*Problem requirements*
Copy each line of the data beneath in which the word "sign" appears.

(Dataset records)
══════
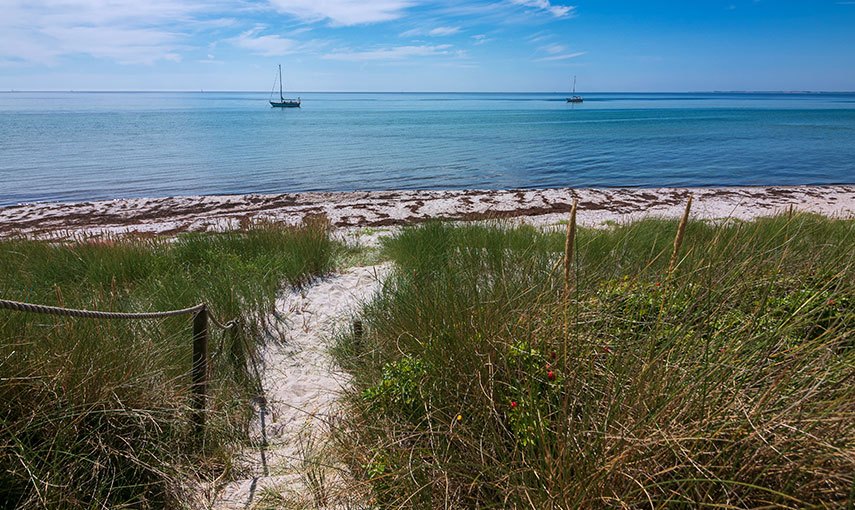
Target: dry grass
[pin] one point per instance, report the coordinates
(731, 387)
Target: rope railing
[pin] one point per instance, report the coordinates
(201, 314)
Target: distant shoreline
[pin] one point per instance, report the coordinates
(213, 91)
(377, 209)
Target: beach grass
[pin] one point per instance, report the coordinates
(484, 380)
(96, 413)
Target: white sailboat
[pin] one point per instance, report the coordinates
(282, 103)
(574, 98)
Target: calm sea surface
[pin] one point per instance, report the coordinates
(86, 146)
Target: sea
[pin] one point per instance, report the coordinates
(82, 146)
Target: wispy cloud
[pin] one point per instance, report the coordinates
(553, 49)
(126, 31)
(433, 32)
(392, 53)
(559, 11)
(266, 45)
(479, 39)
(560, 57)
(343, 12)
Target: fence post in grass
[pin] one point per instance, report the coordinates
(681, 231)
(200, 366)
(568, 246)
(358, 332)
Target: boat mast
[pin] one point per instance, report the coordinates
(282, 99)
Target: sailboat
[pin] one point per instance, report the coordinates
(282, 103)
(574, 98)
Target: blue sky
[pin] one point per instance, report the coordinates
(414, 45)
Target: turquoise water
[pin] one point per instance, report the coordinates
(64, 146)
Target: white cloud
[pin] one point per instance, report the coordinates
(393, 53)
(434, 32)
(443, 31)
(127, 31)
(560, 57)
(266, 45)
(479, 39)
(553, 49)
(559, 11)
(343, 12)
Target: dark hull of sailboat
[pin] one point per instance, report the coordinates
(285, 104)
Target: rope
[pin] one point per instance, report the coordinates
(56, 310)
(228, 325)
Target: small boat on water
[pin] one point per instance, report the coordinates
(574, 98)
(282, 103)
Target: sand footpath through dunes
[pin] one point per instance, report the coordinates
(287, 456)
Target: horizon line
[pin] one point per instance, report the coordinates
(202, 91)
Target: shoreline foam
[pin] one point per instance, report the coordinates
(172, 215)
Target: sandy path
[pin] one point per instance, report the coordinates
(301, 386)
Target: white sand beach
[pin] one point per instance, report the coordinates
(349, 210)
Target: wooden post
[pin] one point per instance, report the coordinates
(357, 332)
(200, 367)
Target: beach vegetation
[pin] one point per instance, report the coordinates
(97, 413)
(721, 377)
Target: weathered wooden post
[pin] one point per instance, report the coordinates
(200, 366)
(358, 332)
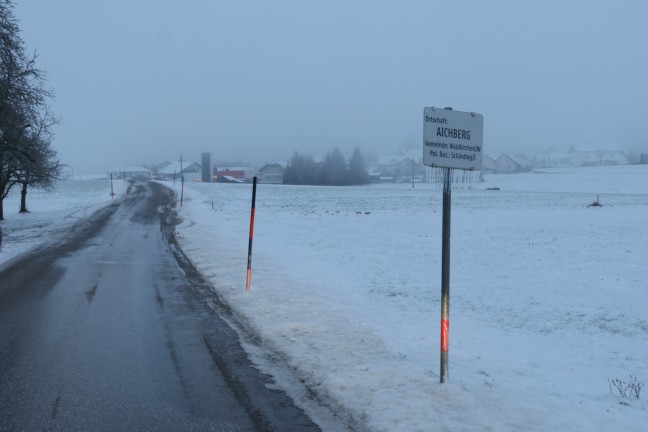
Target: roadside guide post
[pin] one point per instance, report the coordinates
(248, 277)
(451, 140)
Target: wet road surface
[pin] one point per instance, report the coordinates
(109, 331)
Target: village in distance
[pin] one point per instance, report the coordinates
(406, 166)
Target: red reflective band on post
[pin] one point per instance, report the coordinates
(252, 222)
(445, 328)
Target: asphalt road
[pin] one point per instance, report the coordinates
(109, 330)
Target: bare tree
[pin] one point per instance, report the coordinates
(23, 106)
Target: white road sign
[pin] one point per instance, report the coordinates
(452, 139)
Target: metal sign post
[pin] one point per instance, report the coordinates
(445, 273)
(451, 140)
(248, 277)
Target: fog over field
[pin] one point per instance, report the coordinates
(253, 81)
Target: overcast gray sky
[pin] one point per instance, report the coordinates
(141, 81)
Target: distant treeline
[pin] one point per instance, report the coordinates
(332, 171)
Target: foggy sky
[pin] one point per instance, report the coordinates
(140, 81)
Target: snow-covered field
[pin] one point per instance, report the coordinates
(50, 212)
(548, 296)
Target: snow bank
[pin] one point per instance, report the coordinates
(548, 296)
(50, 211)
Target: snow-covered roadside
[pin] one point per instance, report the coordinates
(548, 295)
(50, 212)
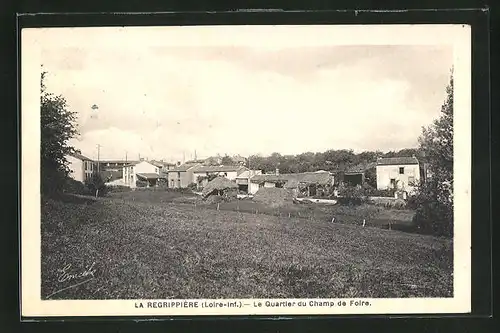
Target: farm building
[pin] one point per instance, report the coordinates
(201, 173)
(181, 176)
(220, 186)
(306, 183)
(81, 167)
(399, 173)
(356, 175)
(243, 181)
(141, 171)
══════
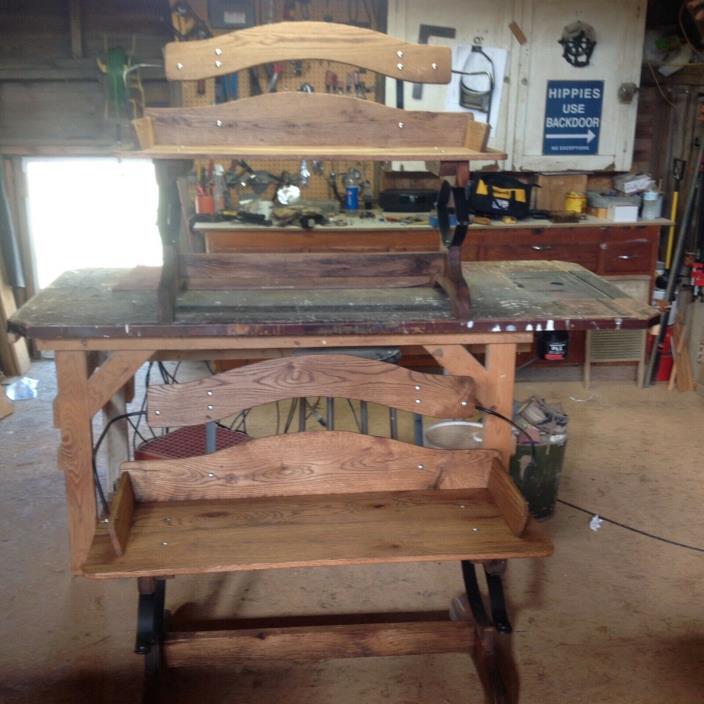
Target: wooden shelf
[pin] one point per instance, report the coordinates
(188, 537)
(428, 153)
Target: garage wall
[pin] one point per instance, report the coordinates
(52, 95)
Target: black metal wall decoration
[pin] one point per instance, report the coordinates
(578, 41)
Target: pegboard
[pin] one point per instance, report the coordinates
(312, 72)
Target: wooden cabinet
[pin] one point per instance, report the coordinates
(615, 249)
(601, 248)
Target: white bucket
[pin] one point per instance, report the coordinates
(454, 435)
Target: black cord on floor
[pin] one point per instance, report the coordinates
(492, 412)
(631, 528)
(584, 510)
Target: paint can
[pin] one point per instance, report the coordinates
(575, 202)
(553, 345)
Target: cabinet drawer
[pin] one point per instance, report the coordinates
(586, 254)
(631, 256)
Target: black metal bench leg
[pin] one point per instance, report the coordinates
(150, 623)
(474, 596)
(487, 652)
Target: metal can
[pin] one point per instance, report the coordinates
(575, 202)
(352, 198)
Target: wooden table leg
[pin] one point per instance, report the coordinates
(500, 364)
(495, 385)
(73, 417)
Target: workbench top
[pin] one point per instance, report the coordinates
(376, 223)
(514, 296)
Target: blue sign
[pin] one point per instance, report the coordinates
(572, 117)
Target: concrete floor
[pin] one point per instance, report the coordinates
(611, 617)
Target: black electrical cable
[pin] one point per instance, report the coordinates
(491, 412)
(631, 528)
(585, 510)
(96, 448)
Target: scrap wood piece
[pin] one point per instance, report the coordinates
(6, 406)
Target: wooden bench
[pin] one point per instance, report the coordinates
══════
*Result of this task*
Target: white road sign
Target: metal sign post
Target: blue sign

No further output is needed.